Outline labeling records

########

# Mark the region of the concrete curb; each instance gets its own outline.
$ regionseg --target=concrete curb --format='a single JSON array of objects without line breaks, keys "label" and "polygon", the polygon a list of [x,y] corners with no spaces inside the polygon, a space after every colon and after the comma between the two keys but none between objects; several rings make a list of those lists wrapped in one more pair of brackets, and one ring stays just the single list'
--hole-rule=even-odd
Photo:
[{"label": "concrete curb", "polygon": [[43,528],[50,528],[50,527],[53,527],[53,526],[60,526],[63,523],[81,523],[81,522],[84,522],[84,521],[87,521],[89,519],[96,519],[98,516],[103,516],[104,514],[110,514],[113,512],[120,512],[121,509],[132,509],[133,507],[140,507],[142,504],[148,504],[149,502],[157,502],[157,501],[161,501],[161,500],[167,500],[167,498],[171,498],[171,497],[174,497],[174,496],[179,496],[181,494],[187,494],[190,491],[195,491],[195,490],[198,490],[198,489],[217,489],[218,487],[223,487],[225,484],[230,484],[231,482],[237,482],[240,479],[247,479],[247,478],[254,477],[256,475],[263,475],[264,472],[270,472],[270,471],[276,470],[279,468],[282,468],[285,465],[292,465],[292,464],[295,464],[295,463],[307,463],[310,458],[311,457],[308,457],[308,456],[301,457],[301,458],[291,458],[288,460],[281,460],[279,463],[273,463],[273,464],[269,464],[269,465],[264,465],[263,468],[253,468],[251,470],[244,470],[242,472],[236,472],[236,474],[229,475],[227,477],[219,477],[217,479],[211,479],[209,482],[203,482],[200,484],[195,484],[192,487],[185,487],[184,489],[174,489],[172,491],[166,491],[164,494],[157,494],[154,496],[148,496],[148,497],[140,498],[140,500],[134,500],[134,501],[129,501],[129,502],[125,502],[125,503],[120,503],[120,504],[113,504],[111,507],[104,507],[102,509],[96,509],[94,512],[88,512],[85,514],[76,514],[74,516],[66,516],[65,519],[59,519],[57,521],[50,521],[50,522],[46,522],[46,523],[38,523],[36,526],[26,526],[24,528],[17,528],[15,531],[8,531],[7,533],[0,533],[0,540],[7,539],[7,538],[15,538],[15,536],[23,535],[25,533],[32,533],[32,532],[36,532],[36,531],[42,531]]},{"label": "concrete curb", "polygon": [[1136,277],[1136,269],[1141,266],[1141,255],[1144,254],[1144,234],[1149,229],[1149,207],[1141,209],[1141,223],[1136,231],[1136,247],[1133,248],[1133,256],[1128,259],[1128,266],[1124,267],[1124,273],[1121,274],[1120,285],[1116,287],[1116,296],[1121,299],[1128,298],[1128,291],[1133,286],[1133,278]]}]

########

Exercise directions — Transcribe the material above in its entirety. Match it exactly.

Output of the task —
# Mark the region of the concrete curb; each instance gets its own outline.
$ regionseg --target=concrete curb --format='a single JSON array of objects without line breaks, keys "label" and "polygon", the polygon a list of [x,y] corners with no spaces inside the polygon, a space after every colon and after the comma between the two keys but none between objects; several rings make a list of those lists wrapped in one more pair of brackets, and one ring stays just the single list'
--hole-rule=even-odd
Photo:
[{"label": "concrete curb", "polygon": [[43,528],[50,528],[50,527],[53,527],[53,526],[60,526],[63,523],[81,523],[81,522],[84,522],[84,521],[87,521],[89,519],[96,519],[98,516],[103,516],[104,514],[110,514],[113,512],[120,512],[121,509],[132,509],[133,507],[140,507],[142,504],[148,504],[149,502],[157,502],[157,501],[161,501],[161,500],[167,500],[167,498],[171,498],[171,497],[174,497],[174,496],[179,496],[181,494],[187,494],[190,491],[195,491],[195,490],[198,490],[198,489],[217,489],[218,487],[223,487],[225,484],[230,484],[231,482],[237,482],[240,479],[247,479],[247,478],[254,477],[256,475],[263,475],[264,472],[270,472],[270,471],[276,470],[279,468],[282,468],[285,465],[292,465],[292,464],[295,464],[295,463],[307,463],[310,458],[311,457],[308,457],[308,456],[301,457],[301,458],[291,458],[288,460],[281,460],[279,463],[273,463],[273,464],[269,464],[269,465],[264,465],[263,468],[253,468],[251,470],[244,470],[242,472],[236,472],[236,474],[229,475],[227,477],[219,477],[217,479],[211,479],[209,482],[203,482],[200,484],[195,484],[192,487],[185,487],[184,489],[174,489],[172,491],[166,491],[164,494],[157,494],[154,496],[148,496],[148,497],[140,498],[140,500],[134,500],[134,501],[129,501],[129,502],[125,502],[125,503],[120,503],[120,504],[113,504],[111,507],[104,507],[102,509],[96,509],[94,512],[88,512],[85,514],[76,514],[74,516],[66,516],[65,519],[59,519],[57,521],[50,521],[50,522],[46,522],[46,523],[38,523],[36,526],[26,526],[24,528],[17,528],[15,531],[8,531],[7,533],[0,533],[0,540],[7,539],[7,538],[15,538],[15,536],[23,535],[25,533],[32,533],[32,532],[36,532],[36,531],[42,531]]},{"label": "concrete curb", "polygon": [[1136,277],[1136,269],[1141,266],[1141,255],[1144,254],[1144,234],[1149,229],[1149,207],[1141,209],[1141,223],[1136,231],[1136,247],[1133,248],[1133,256],[1128,259],[1128,266],[1124,267],[1124,273],[1121,274],[1120,285],[1116,287],[1116,296],[1121,299],[1128,298],[1128,291],[1133,286],[1133,278]]}]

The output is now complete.